练习题目 →
1/ 请更新关于Project Euler第5题的帖子：从含有“What is the”的那句开始，到“n = max(list)”为止，把这一段重新写出，并将其中的“速度还行”改为“速度尚可”。
2/ 关于Project Euler第5题的帖子停在最后一行代码处，接下来会是什么内容？请从那里往下续写。

原始文本 →
==*==

Project Euler每帖一题（005）

题目：

引用

2520 is the smallest number that can be divided by each of the numbers from 1 to 10 without any remainder.

What is the smallest positive number that is evenly divisible by all of the numbers from 1 to 20?

这个题目解得很差，写了个函数，传入1到10，速度还行，传入1到20，竟然计算了XX秒...看来算法太烂了，自我笔试下@@@@

我的python代码：

def gcd(list):
    n = max(list)
    flag = True
    i = 1
    while True:
        for j in list:
            if (n * i) % j != 0:
                flag = False
                break
        if flag:
            return n * i
        else:
            flag = True
        i += 1
        
print gcd(range(1,21))

看了别人的解法，选了个比较大的基数，思路差不多：

i = 9699690 # Continuation.9699690=2*3*5*7*11*13*17*19
while 1:
	print "Testing: %s" % i
	for x in range(1, 21):
		print "%s:" % x,
		if i % x != 0:
			print "Fail"
			break
		else:
			print "Pass"

==*==

已知数据 →
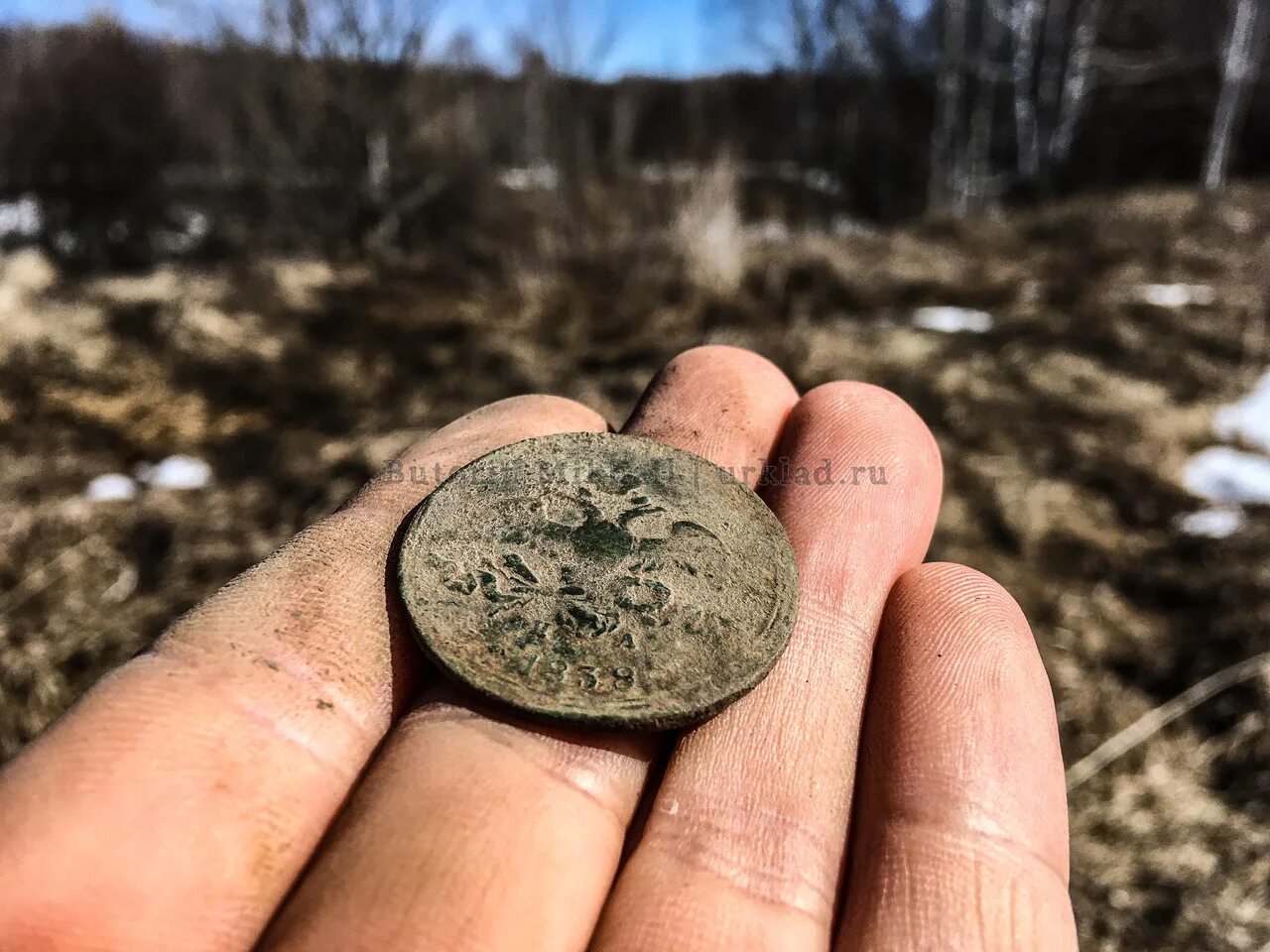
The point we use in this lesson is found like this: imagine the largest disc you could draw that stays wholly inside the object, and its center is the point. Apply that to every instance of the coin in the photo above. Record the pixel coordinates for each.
(599, 579)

==*==

参考答案 →
1/
What is the smallest positive number that is evenly divisible by all of the numbers from 1 to 20?

这个题目解得很差，写了个函数，传入1到10，速度尚可，传入1到20，竟然计算了XX秒...看来算法太烂了，自我笔试下@@@@

我的python代码：

def gcd(list):
    n = max(list)

2/
	else:
		print "Solution: %s" % i
		break
	i+=9699690

一种比较好的解决方案，核心思想是利用分解质因数来求解最大公倍数：

num = 20
'''
isSolved = False
i = 0
while not isSolved:
    for ii in range(2,num+1):
        if i % ii == 0 and i != 0:
            if ii == num: isSolved = True
        else:
            i = i + num
            break
print 'Lowest divisor: ', i
'''
 
def isPrime(a):
    prime=True
    for i in range(2,a):
        if (a % i == 0): prime=False
    if prime: return True
    else: return False
 
factorz = []
primeFactorz = []
def getPrimeFactors(a):
    gotFactor = False
    for ii in range(2,a+1):
        if a % ii == 0:
            gotFactor = True
            b = a/ii
            if isPrime(ii): factors.append(ii)
            else: getPrimeFactors(ii)
            if isPrime(b) and b != 1: factors.append(b)                
            else: getPrimeFactors(b)
        if gotFactor: break
 
for i in range(2,num+1):
    factors=[]
    getPrimeFactors(i)
    factorz.append(factors)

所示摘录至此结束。